Start INFORMATION GIVEN
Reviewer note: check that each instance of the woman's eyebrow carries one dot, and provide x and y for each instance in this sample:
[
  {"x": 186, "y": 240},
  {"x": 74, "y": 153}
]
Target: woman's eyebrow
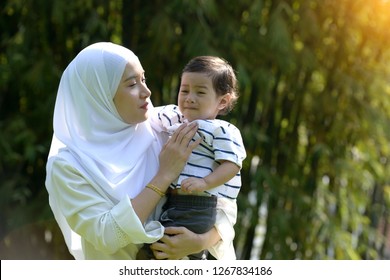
[
  {"x": 134, "y": 76},
  {"x": 130, "y": 78}
]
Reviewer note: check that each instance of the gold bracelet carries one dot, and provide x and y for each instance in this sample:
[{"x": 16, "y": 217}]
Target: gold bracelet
[{"x": 155, "y": 189}]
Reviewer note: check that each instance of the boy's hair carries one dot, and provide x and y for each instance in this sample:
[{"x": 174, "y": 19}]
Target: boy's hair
[{"x": 222, "y": 76}]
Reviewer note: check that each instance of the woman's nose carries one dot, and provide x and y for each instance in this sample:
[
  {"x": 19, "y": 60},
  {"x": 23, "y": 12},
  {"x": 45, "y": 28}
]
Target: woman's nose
[{"x": 145, "y": 91}]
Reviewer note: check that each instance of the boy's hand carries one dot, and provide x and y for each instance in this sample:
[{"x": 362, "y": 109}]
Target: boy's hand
[{"x": 192, "y": 185}]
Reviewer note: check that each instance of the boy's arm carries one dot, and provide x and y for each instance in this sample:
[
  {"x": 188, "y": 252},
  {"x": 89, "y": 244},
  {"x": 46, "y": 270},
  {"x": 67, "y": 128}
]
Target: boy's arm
[{"x": 222, "y": 174}]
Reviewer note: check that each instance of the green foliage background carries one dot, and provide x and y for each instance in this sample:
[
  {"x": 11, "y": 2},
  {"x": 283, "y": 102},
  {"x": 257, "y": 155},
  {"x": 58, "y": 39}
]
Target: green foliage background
[{"x": 314, "y": 112}]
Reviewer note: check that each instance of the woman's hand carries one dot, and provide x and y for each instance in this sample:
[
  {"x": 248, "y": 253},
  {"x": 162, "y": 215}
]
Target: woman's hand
[
  {"x": 179, "y": 242},
  {"x": 176, "y": 151}
]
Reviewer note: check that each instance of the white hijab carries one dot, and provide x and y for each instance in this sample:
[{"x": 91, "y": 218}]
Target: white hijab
[{"x": 90, "y": 134}]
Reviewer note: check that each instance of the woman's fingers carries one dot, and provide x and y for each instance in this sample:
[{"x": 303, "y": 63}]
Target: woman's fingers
[{"x": 184, "y": 133}]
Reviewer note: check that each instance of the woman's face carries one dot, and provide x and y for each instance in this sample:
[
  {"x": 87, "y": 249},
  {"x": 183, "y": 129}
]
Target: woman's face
[
  {"x": 132, "y": 96},
  {"x": 197, "y": 97}
]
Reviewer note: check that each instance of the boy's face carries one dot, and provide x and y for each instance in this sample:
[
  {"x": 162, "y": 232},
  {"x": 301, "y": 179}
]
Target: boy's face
[{"x": 197, "y": 97}]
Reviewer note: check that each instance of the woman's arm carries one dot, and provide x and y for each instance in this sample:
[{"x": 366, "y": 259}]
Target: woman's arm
[
  {"x": 179, "y": 242},
  {"x": 172, "y": 159}
]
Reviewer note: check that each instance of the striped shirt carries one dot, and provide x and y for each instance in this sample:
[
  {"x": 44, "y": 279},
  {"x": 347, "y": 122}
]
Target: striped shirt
[{"x": 221, "y": 141}]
End INFORMATION GIVEN
Reproduce the records starting at the line containing "Reviewer note: check that each instance of the white" and ending at the end of the records, both ends included. Keep every request and its format sample unchanged, and shift each x and y coordinate in the answers up by 51.

Reviewer note: check that each instance of the white hijab carries one dot, and provide x and y for each instance in this sample:
[{"x": 91, "y": 218}]
Target: white hijab
[{"x": 141, "y": 185}]
Reviewer note: check that each instance of the woman's fingers carries one dot, and provide x and y for each instance in this sample:
[{"x": 303, "y": 63}]
Target: woman's fingers
[{"x": 235, "y": 184}]
Reviewer note: check that each instance of the woman's face carries one dot, and provide x and y for each instance in this sample:
[
  {"x": 87, "y": 249},
  {"x": 183, "y": 129}
]
Target: woman's face
[
  {"x": 183, "y": 147},
  {"x": 248, "y": 148}
]
Reviewer note: check that each instance of the boy's face carries one dot, and provide x and y for each instance in this sample:
[
  {"x": 162, "y": 232},
  {"x": 301, "y": 179}
]
Target: boy's face
[{"x": 248, "y": 148}]
Reviewer note: check that each instance of the woman's arm carries one dot, and provide x and y for each instance in this sample:
[{"x": 366, "y": 259}]
Target: woman's arm
[
  {"x": 230, "y": 293},
  {"x": 223, "y": 210}
]
Reviewer note: check that each instance of the striped shirt carries one dot, and provide x and y for each instance in this sample:
[
  {"x": 44, "y": 279},
  {"x": 347, "y": 122}
]
Target: striped shirt
[{"x": 272, "y": 192}]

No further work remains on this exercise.